* **YOUR ASSIGNMENT**
Lines holding the word "dark" must be located in the listing below and copied.

* **GIVEN RECORDS**
+===+

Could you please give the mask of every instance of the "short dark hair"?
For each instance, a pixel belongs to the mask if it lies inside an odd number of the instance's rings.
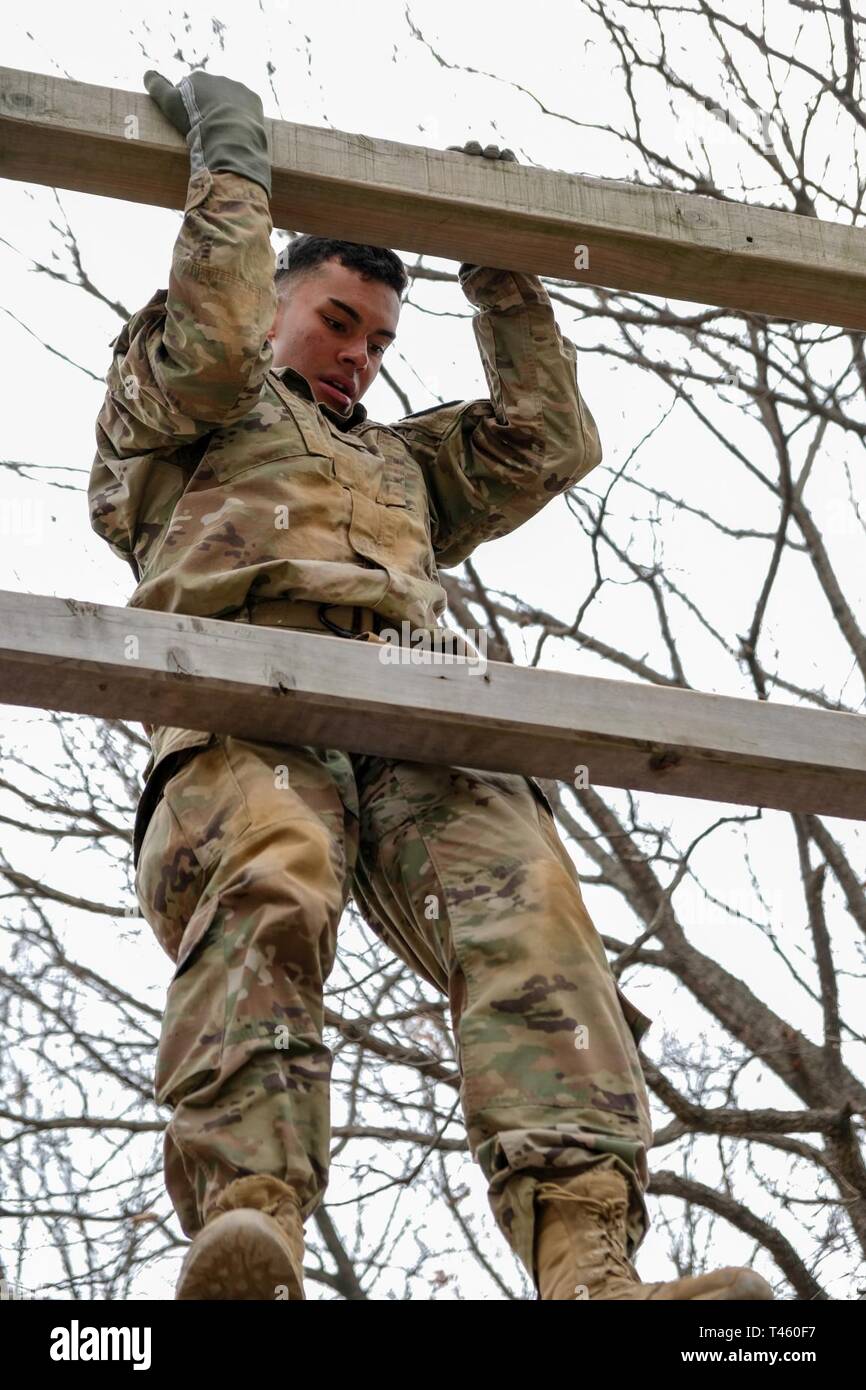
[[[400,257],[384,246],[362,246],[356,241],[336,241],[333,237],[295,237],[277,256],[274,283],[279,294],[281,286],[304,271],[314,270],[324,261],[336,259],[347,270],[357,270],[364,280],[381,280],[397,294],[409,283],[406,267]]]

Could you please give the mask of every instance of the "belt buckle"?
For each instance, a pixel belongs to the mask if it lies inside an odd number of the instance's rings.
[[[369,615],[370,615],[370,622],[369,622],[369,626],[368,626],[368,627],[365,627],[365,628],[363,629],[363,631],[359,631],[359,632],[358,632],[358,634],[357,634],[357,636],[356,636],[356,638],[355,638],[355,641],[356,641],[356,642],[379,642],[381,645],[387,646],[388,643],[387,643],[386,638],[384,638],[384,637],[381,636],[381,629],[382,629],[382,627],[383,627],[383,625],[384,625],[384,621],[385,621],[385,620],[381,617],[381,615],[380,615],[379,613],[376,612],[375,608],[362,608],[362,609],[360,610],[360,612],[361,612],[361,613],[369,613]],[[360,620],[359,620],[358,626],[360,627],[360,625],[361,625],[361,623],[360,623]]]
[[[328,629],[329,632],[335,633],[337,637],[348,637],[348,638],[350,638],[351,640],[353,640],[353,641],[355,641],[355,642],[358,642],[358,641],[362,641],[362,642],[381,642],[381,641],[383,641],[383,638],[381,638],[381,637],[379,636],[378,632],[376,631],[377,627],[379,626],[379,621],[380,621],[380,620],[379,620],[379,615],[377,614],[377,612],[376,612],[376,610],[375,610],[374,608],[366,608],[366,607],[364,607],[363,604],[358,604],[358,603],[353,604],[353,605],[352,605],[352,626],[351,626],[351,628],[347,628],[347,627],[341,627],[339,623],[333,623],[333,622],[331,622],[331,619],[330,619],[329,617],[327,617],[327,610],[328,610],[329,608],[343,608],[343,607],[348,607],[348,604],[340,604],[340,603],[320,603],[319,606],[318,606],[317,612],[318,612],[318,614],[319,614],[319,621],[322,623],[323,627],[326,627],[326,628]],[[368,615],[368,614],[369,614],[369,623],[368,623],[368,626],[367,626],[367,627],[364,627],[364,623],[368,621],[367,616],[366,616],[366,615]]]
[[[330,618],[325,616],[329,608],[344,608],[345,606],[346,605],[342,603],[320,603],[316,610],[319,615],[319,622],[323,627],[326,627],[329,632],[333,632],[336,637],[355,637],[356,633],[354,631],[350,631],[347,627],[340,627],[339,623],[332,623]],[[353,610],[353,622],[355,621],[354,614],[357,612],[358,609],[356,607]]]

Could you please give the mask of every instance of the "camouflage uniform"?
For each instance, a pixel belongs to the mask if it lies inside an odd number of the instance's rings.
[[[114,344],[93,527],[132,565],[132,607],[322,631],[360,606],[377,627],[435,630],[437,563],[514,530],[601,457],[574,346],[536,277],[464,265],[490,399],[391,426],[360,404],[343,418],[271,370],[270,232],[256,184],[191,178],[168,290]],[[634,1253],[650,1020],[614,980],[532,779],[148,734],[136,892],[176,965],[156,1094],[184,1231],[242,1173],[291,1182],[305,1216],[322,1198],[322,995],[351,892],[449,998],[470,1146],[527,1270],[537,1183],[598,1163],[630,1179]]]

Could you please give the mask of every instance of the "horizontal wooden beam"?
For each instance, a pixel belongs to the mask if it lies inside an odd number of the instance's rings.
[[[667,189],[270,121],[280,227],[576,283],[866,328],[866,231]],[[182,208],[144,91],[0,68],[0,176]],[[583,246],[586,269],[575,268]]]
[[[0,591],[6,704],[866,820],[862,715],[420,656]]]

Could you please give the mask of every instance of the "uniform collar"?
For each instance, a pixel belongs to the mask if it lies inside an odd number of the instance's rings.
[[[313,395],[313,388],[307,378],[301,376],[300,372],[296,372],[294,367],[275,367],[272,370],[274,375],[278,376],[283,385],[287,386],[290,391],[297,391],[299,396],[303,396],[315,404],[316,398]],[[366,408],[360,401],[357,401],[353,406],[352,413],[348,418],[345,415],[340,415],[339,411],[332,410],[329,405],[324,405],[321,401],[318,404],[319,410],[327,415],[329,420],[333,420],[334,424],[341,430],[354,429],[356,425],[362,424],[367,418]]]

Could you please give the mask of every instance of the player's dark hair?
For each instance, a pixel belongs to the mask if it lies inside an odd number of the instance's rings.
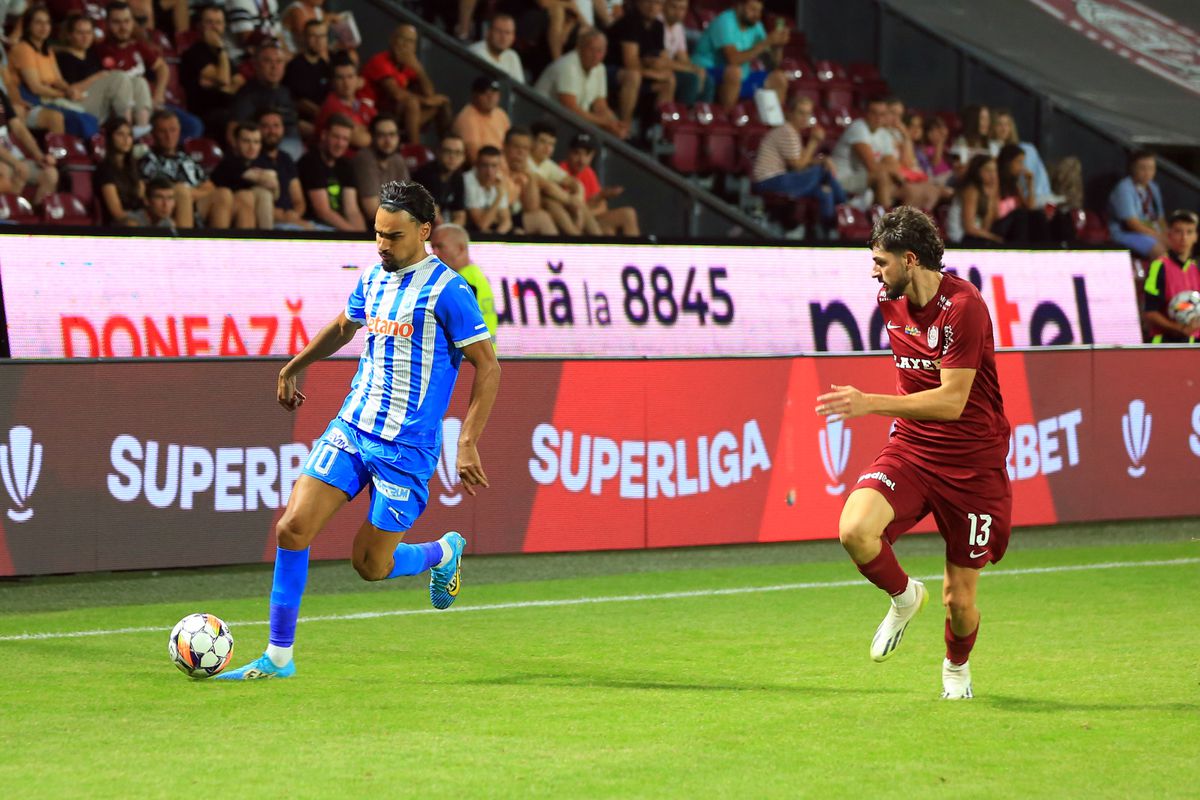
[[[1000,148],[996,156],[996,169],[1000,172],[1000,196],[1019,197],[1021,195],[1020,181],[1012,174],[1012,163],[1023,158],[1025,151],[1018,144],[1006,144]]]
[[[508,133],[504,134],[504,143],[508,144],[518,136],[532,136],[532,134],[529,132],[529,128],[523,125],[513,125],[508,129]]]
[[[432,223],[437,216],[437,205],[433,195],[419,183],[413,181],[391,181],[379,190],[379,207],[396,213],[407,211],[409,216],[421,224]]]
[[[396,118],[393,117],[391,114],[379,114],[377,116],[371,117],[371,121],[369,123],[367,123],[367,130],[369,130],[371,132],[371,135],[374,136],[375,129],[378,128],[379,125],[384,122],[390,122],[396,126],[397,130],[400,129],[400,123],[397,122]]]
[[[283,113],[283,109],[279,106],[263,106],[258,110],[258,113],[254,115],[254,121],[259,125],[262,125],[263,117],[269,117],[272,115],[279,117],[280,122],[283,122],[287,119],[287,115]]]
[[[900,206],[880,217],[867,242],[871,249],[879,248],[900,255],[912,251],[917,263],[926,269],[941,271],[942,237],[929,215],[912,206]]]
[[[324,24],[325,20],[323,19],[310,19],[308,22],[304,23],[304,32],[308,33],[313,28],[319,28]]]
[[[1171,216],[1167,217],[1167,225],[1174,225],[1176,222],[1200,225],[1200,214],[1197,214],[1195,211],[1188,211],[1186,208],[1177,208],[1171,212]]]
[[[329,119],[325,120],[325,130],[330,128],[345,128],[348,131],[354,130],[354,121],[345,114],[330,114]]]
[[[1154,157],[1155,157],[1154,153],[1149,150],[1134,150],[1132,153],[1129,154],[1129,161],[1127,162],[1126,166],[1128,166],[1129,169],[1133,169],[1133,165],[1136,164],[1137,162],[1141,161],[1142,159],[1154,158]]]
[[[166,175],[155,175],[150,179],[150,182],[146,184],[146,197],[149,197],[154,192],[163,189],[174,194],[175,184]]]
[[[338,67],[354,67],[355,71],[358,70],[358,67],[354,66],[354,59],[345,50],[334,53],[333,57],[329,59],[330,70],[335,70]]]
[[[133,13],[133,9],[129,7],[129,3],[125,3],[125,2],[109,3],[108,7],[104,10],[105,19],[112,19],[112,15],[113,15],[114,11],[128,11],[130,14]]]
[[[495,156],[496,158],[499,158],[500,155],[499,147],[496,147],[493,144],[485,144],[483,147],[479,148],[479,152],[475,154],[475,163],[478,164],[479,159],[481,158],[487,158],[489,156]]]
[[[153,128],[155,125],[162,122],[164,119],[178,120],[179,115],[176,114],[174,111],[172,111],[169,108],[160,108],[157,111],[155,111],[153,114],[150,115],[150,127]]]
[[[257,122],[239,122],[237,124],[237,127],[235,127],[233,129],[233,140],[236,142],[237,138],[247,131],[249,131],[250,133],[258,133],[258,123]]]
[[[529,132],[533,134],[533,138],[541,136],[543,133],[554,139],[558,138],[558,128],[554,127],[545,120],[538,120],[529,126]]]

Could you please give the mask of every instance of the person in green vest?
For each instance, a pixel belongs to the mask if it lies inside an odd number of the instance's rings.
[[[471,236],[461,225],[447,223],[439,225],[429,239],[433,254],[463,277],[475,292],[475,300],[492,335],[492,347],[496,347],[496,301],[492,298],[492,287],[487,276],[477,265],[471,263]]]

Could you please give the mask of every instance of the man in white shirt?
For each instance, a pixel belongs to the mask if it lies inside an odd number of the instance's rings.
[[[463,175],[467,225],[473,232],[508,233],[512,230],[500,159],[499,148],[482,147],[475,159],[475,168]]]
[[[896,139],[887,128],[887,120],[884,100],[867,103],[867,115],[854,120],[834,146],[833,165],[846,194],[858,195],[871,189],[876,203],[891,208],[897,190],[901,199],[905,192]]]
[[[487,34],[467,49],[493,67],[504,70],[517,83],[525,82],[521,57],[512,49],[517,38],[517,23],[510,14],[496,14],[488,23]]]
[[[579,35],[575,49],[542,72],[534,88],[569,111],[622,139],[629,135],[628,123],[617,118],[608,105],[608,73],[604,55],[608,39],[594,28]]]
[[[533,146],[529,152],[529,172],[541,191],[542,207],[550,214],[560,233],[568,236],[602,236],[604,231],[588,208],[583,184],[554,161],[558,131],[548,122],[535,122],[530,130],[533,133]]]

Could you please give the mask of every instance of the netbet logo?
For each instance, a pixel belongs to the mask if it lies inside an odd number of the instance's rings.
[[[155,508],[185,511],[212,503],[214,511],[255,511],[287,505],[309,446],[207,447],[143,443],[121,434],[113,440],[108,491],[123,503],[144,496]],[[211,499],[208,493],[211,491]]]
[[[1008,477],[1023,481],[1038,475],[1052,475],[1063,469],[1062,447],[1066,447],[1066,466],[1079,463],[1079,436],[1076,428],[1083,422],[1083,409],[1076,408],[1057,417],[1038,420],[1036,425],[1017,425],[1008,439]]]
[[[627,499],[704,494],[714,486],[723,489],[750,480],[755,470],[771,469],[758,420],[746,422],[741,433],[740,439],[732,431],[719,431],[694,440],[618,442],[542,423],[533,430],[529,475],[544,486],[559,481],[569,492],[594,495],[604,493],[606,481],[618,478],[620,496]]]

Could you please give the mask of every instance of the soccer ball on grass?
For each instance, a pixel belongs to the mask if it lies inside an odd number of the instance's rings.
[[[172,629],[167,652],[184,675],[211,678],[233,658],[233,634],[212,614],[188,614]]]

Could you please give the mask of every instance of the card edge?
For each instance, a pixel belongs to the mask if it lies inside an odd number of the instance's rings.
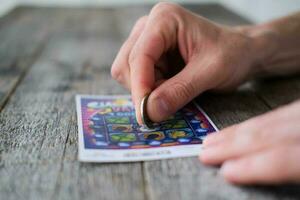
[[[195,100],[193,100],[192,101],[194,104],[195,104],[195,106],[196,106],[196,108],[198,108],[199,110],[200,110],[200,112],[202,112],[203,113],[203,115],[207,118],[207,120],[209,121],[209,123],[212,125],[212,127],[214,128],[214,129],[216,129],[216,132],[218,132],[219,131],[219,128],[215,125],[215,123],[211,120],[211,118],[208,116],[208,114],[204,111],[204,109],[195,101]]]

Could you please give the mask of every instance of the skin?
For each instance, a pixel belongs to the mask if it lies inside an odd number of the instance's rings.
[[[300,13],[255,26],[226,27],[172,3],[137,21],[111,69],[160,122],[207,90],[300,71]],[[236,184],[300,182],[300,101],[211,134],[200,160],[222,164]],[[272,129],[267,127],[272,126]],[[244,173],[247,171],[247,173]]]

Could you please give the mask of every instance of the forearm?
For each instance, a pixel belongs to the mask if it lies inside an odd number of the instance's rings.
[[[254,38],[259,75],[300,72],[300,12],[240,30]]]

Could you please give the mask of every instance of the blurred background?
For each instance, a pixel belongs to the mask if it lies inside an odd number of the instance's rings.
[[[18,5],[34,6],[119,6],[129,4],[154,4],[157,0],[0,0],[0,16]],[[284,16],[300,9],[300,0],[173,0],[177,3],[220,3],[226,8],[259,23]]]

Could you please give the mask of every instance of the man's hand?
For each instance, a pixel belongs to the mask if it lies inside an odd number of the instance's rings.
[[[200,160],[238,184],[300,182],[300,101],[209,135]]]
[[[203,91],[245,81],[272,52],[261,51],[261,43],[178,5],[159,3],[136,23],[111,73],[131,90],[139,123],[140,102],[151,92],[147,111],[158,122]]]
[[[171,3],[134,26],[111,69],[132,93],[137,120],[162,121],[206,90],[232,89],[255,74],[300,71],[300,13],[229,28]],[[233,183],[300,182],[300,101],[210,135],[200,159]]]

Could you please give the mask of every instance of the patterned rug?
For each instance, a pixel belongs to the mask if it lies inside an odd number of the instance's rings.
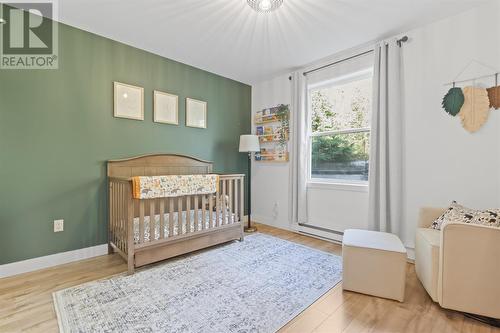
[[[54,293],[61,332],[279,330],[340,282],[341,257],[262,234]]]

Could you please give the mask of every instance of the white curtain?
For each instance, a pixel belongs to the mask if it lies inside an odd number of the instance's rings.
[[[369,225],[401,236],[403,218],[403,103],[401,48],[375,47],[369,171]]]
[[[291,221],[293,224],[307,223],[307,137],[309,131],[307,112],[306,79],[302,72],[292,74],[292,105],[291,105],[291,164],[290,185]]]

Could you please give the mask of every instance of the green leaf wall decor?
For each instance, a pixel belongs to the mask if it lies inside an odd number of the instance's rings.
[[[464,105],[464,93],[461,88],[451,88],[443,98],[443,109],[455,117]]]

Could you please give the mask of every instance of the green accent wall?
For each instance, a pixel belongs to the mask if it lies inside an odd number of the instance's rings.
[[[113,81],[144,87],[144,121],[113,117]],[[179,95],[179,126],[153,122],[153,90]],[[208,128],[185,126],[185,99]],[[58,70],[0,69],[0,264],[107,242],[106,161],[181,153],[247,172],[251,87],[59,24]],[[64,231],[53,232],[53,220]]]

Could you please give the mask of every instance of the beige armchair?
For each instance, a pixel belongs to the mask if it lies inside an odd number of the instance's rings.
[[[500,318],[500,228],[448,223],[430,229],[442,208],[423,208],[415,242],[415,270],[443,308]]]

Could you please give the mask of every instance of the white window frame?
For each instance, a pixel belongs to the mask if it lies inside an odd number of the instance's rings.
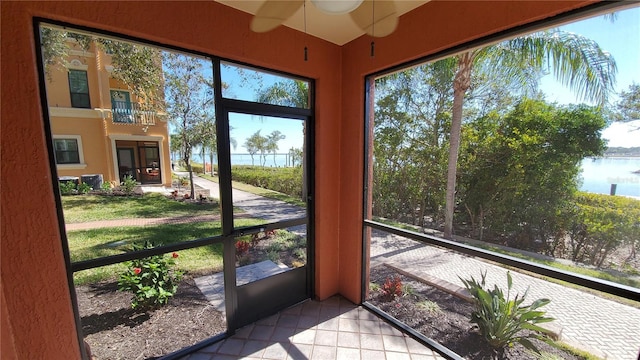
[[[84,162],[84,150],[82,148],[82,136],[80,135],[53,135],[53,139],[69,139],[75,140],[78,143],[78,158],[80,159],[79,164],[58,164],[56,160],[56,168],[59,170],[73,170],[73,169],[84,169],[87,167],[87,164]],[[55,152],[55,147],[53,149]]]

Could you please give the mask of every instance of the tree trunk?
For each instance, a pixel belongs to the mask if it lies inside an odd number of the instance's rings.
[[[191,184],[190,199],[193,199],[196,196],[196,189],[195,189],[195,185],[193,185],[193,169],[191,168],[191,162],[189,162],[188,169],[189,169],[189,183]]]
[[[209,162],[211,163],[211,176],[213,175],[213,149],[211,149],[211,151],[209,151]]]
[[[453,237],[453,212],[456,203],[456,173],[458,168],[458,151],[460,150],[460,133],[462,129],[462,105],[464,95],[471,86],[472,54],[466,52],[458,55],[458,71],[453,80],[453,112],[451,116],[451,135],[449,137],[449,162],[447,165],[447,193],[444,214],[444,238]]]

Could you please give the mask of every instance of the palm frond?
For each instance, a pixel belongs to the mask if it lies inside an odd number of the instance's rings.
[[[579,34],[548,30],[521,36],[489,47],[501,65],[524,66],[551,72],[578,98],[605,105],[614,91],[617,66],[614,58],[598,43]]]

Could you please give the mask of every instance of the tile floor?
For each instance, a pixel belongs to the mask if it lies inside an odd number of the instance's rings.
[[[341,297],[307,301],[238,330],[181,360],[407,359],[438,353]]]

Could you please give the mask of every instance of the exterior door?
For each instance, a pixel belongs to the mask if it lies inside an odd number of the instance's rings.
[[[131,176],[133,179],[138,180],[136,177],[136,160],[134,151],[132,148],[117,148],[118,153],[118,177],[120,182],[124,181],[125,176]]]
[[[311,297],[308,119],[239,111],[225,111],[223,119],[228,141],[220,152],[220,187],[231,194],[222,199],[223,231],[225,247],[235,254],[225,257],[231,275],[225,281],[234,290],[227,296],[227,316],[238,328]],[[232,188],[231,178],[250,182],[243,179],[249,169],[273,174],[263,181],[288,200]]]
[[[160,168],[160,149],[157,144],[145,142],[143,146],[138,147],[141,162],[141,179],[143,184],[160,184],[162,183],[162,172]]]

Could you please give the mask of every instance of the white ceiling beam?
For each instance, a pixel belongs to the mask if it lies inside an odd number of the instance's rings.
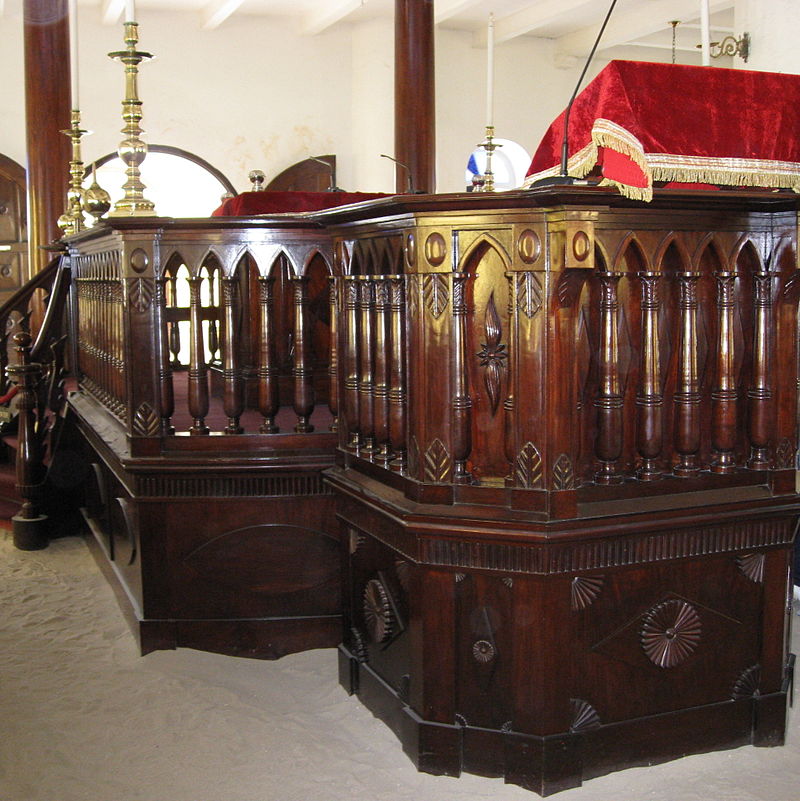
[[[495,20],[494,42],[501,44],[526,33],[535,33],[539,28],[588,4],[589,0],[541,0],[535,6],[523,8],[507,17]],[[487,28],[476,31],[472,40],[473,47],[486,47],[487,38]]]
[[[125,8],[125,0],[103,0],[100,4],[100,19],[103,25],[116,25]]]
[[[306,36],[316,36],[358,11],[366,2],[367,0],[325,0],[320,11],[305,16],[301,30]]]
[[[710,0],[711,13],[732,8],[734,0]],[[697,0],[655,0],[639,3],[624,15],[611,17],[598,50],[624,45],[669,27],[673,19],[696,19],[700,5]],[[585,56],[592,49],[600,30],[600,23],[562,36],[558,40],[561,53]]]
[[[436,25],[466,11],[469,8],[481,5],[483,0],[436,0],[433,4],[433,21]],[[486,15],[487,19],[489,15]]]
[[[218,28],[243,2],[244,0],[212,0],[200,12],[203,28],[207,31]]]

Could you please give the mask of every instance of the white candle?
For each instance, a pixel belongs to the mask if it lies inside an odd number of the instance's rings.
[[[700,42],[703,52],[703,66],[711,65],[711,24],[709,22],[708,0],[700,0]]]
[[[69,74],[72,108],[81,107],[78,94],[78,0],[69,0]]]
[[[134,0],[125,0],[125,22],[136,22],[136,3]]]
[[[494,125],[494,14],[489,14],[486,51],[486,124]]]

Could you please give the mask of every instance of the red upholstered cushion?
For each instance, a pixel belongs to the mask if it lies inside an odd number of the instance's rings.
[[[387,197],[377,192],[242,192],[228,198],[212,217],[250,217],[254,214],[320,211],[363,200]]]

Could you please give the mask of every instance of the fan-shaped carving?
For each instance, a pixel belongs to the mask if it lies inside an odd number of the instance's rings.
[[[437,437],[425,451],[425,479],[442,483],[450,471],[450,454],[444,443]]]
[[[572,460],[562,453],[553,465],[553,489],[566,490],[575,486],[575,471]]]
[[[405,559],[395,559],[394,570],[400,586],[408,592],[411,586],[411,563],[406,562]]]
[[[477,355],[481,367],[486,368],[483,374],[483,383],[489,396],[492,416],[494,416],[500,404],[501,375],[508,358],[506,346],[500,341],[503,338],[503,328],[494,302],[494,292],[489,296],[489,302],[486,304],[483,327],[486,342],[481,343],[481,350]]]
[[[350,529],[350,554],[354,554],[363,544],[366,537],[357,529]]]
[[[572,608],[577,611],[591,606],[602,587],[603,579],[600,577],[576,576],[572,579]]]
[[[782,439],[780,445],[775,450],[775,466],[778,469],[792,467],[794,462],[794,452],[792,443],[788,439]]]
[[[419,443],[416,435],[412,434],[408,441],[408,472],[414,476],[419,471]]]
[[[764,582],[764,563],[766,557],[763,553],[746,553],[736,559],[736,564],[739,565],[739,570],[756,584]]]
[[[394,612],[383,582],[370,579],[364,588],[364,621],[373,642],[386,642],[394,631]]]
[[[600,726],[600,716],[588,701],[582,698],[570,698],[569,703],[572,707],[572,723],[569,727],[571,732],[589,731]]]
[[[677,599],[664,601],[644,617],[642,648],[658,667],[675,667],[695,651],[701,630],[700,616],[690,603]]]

+===+

* **RESULT FOR THIS TASK**
Could you please give the mask of every instance of the "short dark hair"?
Could you please give the mask of every instance of the player's dark hair?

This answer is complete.